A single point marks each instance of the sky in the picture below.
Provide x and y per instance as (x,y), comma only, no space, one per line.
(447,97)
****************
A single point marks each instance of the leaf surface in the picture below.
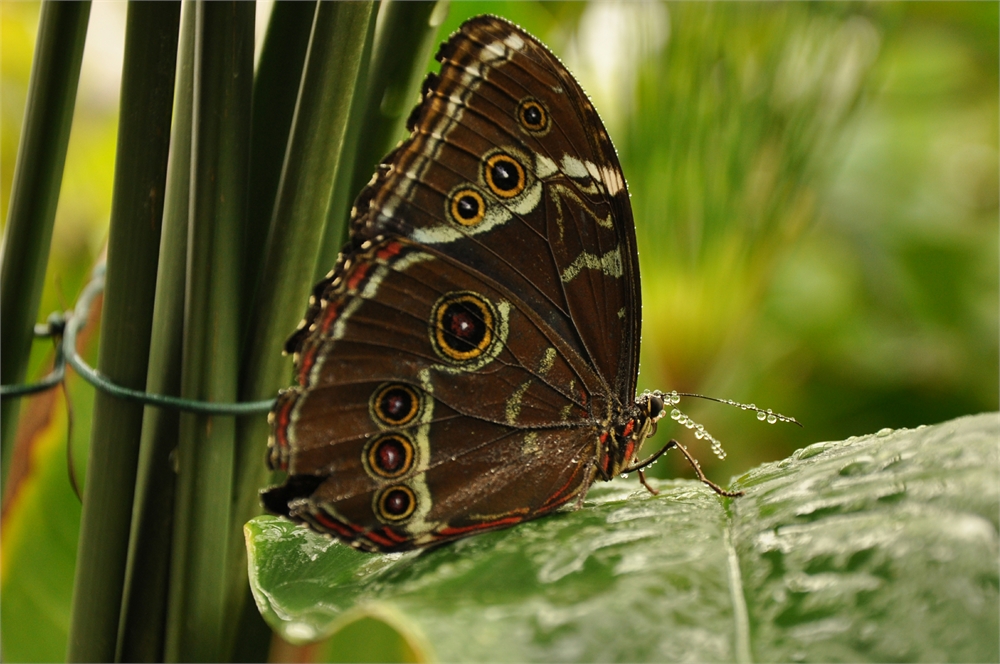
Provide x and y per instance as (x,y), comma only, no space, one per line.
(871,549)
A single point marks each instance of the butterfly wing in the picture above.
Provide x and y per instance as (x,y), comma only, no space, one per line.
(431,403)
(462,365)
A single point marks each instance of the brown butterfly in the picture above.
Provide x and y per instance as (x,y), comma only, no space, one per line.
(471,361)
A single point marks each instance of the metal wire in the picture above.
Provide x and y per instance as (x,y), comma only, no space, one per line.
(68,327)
****************
→ The problem
Search the data for "butterfly". Copy every line that has it.

→ Reply
A single point marks each instance of the butterfly wing in the picture above.
A single point marks each instance of the brown butterfly in the picture above.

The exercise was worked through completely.